▸ Excerpt to read:

Dateline Internet, October 2009. A Brigham Young University professor heads a recent study which reports that moral behaviour may be encouraged with nothing more than clean smells.
Elsewhere across the globe: the MMO blogosphere was turned into a barren wasteland earlier today when a new law came into effect mandating that all basements be equipped with air freshening equipment. The resultant ninety percent reduction in ninja looting and generally ‘being a smacktard’ in the World of Warcraft community meant that erstwhile bloggers had nothing to talk about other than the weather and which type of emote would be most correct when used to formally greet a new group member.
More details on the MMO Blogging Drought as we get them.
Reporting live for Oh MMO Emo News, I’m Melmoth Melmothson.
Our regular Monday night group in Lord of the Rings Online, spearheaded by Messrs Van Hemlock and Shute, tackled the tenth book from volume one of the game’s epic storyline content. It was, as usual, an enjoyable evening, but this was due exclusively to the company of the fellows present, and certainly couldn’t be attributed to the game content that we were playing through.
Book Ten suffers from Yet Another Wandering Narrative Safari – a condition not uncommon in MMO design and certainly not exclusive to LotRO – it is categorised by large amounts of exposition with little-to-no action or adventure until the very end, and possibly occurs because the content designer spent the night before overdosing on re-runs of the X-Files. YAWNS is easily identified, but for those who may yet be unsure, I will outline a typical example for you now.
For an entirely accurate representation, the following should be played at twice normal speed to the tune of Yackety Sax, preferably with the PCs running line astern while flailing their arms in the air above their heads, although freedom is given to allow the PCs to be on separate parts of the quest at any one time and therefore have them running in opposite directions and occasionally bumping in to one another and falling on their bottoms, before getting up and continuing on their way.
- You are presented with a wall of text from Colin your current quest NPC that essentially translates to “Go and speak to Bob”.
- Bob is either standing next to Colin, within the same building or possibly in the general area.
- When you speak to Bob he gives you a two line answer and sends you back to Colin.

▸ Source data:
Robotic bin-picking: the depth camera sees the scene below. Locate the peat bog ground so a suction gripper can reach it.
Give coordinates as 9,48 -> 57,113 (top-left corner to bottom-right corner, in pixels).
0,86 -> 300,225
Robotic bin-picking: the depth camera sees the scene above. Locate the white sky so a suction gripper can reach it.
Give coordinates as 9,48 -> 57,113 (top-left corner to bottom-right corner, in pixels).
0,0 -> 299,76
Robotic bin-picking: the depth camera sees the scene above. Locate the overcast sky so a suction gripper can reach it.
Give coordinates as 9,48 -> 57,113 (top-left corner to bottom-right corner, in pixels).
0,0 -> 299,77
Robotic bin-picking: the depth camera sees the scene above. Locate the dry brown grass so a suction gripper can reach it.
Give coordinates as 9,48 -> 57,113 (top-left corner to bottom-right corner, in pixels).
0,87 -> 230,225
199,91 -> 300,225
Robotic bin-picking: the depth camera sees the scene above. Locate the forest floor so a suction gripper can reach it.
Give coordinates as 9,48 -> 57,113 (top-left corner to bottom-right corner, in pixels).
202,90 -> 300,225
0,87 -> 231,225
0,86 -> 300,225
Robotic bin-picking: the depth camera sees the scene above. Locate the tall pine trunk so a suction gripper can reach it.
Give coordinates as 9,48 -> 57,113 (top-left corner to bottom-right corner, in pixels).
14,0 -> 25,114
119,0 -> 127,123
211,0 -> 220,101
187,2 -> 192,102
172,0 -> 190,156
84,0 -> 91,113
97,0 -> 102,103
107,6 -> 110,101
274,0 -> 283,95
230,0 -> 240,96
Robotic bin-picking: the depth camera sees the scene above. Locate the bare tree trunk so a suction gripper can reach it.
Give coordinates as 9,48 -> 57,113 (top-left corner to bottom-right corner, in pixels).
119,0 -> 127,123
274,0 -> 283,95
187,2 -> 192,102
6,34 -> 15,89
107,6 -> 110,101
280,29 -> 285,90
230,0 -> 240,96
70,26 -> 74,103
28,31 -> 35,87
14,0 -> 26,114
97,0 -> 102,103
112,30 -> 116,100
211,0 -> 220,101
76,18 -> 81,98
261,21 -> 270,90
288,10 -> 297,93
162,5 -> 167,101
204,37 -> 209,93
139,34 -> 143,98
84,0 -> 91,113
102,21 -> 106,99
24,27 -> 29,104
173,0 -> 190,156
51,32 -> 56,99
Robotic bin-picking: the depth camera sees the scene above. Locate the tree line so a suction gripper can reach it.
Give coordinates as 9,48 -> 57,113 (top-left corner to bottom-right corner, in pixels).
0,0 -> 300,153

▸ List of tasks:
**A)** Check each statement against the blog post about MMO gaming and answer yes or no, quoting the words of the post that decide it: (i) the Monday night group played through the tenth book from volume one; (ii) the author credits the enjoyable evening to the game content; (iii) after a two-line answer, Bob sends you back to Colin.
**B)** Echo the rows from the line with "line so a suction gripper can reach it." up to and including the last line of the rows.

▸ Answers for the tasks:
**A)**
(i) Yes: "tackled the tenth book from volume one of the game’s epic storyline content"
(ii) No: "certainly couldn’t be attributed to the game content that we were playing through"
(iii) Yes: "When you speak to Bob he gives you a two line answer and sends you back to Colin."

**B)**
Robotic bin-picking: the depth camera sees the scene above. Locate the tree line so a suction gripper can reach it.
Give coordinates as 9,48 -> 57,113 (top-left corner to bottom-right corner, in pixels).
0,0 -> 300,153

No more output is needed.